=== Stated exercise ===
Quote exactly the lines running from the line with "Spot the person in blue" to the end of the entries, including both, and nothing else.

=== Entries shown ===
-- START --

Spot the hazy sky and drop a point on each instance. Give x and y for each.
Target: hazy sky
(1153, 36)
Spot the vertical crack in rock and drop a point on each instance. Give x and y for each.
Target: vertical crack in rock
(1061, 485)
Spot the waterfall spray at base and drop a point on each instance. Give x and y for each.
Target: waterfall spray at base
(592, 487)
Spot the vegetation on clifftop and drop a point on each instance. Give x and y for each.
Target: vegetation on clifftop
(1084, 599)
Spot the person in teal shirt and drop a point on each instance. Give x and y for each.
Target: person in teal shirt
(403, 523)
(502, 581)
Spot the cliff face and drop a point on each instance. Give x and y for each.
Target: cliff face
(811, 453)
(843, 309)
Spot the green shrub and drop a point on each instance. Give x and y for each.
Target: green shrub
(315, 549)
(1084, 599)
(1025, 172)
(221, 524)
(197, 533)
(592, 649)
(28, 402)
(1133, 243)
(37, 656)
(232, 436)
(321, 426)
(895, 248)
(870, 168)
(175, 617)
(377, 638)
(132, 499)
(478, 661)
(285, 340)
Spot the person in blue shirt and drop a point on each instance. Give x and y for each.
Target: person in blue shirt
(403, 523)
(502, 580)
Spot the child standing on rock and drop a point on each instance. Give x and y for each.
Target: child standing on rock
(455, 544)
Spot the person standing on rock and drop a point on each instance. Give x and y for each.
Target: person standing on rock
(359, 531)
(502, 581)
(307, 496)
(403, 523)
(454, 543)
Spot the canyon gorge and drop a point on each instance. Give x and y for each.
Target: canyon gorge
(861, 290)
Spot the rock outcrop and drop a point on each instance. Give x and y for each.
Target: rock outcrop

-- END --

=== Worked solution ===
Spot the person in blue shirt and drop a point on each instance. Give x and y for each.
Target: person in blue shirt
(403, 523)
(502, 580)
Spot the child standing on rock and drop a point on each instance. Give x and y for each.
Target: child standing on rock
(455, 544)
Spot the person standing on rock and drop a point on each instance. Give x and y for each.
Target: person standing on rock
(359, 531)
(502, 581)
(307, 496)
(403, 523)
(454, 543)
Spot the canyon gorge and drop a point on each instance. Give x and y for each.
Target: canyon gorge
(861, 290)
Spot the rock outcrop and drop a point on each instance. Give x and y for each.
Target: rock outcrop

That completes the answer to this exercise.